[Study material]:
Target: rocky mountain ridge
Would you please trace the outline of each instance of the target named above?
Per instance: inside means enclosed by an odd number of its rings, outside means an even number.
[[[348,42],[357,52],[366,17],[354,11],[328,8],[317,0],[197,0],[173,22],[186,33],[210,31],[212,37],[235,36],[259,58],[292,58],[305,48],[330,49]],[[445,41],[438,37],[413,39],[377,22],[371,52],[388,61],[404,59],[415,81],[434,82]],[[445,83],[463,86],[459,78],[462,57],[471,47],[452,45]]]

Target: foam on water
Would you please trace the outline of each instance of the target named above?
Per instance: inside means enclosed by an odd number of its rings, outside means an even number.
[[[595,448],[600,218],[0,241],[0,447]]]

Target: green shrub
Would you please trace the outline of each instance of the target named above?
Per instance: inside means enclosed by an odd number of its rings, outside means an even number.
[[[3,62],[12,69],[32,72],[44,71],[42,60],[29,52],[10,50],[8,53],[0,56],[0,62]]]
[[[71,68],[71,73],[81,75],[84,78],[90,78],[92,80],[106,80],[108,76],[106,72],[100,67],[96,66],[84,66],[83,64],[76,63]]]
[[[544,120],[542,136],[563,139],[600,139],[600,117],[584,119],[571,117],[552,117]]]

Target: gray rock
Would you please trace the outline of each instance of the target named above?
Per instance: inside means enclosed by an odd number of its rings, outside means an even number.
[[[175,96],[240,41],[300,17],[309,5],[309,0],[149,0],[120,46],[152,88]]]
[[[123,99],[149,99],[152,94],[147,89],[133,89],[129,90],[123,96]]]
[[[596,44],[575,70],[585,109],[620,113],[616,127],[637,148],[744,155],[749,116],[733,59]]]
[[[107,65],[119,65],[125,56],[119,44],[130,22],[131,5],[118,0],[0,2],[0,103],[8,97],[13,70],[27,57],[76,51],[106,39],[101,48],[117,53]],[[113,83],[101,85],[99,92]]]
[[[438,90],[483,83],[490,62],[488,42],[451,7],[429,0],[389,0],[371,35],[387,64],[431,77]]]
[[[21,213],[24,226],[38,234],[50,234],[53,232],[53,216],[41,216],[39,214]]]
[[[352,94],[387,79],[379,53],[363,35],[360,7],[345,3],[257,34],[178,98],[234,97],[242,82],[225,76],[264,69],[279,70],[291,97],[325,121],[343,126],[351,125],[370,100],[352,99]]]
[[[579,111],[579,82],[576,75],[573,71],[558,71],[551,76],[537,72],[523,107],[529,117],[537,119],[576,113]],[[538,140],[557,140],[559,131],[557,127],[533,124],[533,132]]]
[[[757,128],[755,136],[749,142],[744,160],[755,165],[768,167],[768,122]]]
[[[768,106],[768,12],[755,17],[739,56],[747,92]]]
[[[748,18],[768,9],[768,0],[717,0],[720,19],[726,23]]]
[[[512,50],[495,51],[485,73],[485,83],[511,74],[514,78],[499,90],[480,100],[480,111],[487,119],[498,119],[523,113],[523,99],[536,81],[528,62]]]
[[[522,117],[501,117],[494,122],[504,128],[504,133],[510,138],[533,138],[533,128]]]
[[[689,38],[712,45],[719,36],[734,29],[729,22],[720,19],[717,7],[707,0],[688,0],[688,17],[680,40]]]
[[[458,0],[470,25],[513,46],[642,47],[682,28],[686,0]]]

[Your task]: Could you give the records again, exactly as they appear?

[Output of the task]:
Target: rocky mountain ridge
Would you please trace the outline of each instance of the target named above?
Per instance: inside means enclosed by an odd number of its rings, outside means an even number.
[[[348,42],[357,52],[366,17],[354,11],[328,8],[317,0],[197,0],[173,22],[186,33],[210,31],[212,37],[235,36],[259,58],[292,58],[305,48],[330,49]],[[445,41],[438,37],[413,39],[377,22],[371,52],[388,61],[404,59],[415,81],[434,82]],[[445,83],[463,86],[459,78],[462,57],[471,47],[452,45]]]

Target: foam on water
Would you please trace the outline of each instance of the target named above?
Per instance: inside means enclosed by an odd number of its rings, outside means an even number.
[[[595,448],[600,218],[0,241],[0,447]]]

Target: green shrub
Would you please trace the outline of each instance of the target named above?
Per instance: inside means enclosed by an odd number of its rings, outside means an even number.
[[[3,62],[12,69],[32,72],[44,71],[42,60],[29,52],[10,50],[8,53],[0,56],[0,62]]]
[[[71,68],[71,73],[81,75],[84,78],[90,78],[92,80],[106,80],[108,76],[106,72],[100,67],[96,66],[84,66],[83,64],[76,63]]]
[[[544,120],[542,136],[563,139],[600,139],[600,117],[584,119],[571,117],[552,117]]]

Target: gray rock
Would you please trace the outline of each instance of the target named above?
Per instance: inside means enclosed by an odd number of its rings, outside means an even number.
[[[175,96],[240,41],[300,17],[309,5],[309,0],[149,0],[120,46],[152,88]]]
[[[123,99],[149,99],[152,94],[147,89],[133,89],[129,90],[123,96]]]
[[[596,44],[575,70],[585,109],[620,113],[616,127],[637,148],[744,155],[749,116],[733,59]]]
[[[107,65],[119,65],[125,56],[119,44],[130,22],[131,5],[118,0],[0,2],[0,103],[8,97],[13,70],[27,57],[76,51],[106,39],[101,48],[117,53]],[[113,83],[101,85],[99,92]]]
[[[438,90],[483,83],[490,62],[488,42],[451,7],[429,0],[389,0],[371,35],[387,64],[431,77]]]
[[[21,213],[24,226],[38,234],[50,234],[53,232],[53,216],[41,216],[39,214]]]
[[[352,94],[387,79],[379,53],[363,35],[360,7],[345,3],[257,34],[178,98],[234,97],[242,82],[225,76],[264,69],[279,70],[291,97],[325,121],[343,126],[351,125],[370,100],[352,99]]]
[[[579,111],[579,82],[576,75],[573,71],[558,71],[551,76],[537,72],[523,107],[529,117],[537,119],[576,113]],[[538,140],[557,140],[559,131],[557,127],[533,124],[533,132]]]
[[[757,128],[755,136],[749,142],[744,160],[755,165],[768,167],[768,122]]]
[[[768,106],[768,12],[755,17],[739,56],[747,92]]]
[[[748,18],[768,9],[768,0],[717,0],[720,19],[726,23]]]
[[[512,50],[495,51],[485,73],[485,83],[511,74],[514,78],[499,90],[480,100],[480,111],[487,119],[498,119],[523,113],[523,99],[536,81],[528,62]]]
[[[522,117],[501,117],[494,122],[504,128],[504,133],[510,138],[533,138],[533,128]]]
[[[689,38],[712,45],[719,36],[734,29],[729,22],[720,19],[717,7],[707,0],[688,0],[688,17],[680,40]]]
[[[458,0],[470,25],[513,46],[642,47],[682,28],[686,0]]]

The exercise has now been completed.